━━━ Input for this task

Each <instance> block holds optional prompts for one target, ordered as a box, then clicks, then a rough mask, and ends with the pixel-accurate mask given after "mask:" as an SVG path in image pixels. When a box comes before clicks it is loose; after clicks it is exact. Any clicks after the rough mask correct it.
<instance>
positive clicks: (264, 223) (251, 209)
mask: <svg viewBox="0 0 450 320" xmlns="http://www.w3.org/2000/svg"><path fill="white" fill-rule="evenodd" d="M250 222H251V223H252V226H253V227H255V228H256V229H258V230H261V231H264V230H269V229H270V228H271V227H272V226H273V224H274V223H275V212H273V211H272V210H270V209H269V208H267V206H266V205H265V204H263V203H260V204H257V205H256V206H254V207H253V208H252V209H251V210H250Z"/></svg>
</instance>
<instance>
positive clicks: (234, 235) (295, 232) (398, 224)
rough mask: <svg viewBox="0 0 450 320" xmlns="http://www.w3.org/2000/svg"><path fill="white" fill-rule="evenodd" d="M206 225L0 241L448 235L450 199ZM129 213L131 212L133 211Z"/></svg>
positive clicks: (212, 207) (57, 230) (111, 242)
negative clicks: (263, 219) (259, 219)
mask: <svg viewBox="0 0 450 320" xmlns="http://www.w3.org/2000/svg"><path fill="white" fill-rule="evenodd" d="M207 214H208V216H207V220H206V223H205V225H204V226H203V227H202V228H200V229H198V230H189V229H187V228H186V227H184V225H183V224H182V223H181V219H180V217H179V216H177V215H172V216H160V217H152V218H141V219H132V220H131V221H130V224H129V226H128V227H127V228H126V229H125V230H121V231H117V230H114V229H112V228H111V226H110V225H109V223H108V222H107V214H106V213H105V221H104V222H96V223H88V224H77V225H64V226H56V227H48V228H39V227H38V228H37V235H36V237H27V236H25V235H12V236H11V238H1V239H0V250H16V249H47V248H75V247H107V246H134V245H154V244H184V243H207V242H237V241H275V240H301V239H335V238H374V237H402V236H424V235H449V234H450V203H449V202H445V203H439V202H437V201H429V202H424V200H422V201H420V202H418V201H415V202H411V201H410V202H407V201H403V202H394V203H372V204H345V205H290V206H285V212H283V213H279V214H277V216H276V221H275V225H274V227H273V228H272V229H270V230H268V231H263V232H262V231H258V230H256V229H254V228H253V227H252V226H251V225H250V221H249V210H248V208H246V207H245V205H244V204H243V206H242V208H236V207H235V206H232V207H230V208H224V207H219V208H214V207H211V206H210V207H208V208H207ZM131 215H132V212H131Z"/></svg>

━━━━━━

= The task =
In the entries above, find the line holding "rough mask: <svg" and the line holding "positive clicks: (212, 207)"; print both of them and every line between, exactly, and nothing else.

= Output of the task =
rough mask: <svg viewBox="0 0 450 320" xmlns="http://www.w3.org/2000/svg"><path fill="white" fill-rule="evenodd" d="M206 225L0 241L448 235L450 199ZM129 213L131 212L133 211Z"/></svg>
positive clicks: (212, 207) (57, 230) (111, 242)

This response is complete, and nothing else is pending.